[Saved entries]
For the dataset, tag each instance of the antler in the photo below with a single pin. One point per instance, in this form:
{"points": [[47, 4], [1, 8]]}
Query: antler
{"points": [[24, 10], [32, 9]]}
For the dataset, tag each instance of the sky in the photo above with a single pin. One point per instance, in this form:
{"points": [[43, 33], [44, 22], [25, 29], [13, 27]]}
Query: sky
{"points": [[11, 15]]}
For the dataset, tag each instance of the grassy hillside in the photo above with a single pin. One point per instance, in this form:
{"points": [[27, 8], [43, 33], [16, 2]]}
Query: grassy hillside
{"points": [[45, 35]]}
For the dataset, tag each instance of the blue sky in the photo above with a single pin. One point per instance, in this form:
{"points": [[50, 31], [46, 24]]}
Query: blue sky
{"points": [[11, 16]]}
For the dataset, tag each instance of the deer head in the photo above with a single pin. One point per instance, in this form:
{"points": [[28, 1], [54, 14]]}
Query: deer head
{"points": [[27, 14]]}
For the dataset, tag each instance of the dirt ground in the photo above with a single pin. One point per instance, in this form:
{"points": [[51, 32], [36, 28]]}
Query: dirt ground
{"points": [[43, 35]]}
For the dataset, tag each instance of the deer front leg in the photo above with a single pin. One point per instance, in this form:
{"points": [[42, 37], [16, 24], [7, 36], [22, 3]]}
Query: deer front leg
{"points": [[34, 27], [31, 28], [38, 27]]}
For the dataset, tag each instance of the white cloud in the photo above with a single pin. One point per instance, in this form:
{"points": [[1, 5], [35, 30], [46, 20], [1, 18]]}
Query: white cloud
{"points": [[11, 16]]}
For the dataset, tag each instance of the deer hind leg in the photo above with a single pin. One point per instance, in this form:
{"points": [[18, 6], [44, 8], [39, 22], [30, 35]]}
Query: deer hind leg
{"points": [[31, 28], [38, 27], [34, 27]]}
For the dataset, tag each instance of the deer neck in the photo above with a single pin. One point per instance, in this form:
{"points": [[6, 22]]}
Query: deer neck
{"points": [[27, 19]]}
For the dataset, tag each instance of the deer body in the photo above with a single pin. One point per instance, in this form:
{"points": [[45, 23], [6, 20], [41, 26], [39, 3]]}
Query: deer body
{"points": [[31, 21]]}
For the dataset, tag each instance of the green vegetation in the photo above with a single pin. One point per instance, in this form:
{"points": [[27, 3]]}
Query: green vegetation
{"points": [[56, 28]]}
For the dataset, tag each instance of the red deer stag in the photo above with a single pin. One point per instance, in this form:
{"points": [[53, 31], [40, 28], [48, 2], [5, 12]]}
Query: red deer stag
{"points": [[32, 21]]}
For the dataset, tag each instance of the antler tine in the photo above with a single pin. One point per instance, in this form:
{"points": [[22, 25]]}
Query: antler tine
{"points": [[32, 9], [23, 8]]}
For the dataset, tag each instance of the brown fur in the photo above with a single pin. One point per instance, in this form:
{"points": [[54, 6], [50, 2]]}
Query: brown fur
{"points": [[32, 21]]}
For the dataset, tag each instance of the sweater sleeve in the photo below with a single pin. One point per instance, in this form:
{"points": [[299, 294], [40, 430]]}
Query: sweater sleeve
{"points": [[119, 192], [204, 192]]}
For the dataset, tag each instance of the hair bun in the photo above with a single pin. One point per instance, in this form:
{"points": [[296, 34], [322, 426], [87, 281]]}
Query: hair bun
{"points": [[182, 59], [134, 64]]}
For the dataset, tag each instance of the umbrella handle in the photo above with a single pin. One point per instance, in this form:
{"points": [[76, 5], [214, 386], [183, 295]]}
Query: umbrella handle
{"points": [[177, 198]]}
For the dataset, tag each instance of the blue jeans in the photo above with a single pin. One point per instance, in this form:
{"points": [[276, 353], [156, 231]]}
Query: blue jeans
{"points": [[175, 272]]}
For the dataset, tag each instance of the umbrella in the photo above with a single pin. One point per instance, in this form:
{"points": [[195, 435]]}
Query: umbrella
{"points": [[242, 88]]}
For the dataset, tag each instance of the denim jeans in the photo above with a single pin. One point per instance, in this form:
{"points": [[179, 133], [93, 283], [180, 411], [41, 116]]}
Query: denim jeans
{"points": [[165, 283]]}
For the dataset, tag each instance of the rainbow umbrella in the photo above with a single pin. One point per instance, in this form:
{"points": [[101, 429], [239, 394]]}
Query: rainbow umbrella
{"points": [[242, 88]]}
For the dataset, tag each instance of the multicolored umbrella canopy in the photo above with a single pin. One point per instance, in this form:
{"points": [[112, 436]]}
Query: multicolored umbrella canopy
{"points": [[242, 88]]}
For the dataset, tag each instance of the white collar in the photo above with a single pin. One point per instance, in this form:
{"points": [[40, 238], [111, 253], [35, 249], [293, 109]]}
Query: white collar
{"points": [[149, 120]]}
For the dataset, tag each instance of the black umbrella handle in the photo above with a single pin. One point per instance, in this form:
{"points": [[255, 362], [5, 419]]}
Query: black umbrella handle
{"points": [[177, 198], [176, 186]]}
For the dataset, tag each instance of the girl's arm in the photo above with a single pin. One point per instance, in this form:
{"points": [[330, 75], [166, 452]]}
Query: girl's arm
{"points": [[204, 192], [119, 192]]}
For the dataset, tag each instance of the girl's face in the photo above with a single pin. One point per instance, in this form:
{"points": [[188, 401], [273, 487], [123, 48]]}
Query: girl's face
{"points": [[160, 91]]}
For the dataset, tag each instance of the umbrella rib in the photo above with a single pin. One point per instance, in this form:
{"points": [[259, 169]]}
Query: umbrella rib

§ **What needs to be done**
Select and copy every line from the records that includes the word "below".

§ **Answer to this exercise**
For the dataset, tag each instance of the antler in the photo below with a single pin. One point per instance, in this form:
For the dataset, tag each instance of the sweater sleeve in the photo below with a single pin. One point per instance, in this form:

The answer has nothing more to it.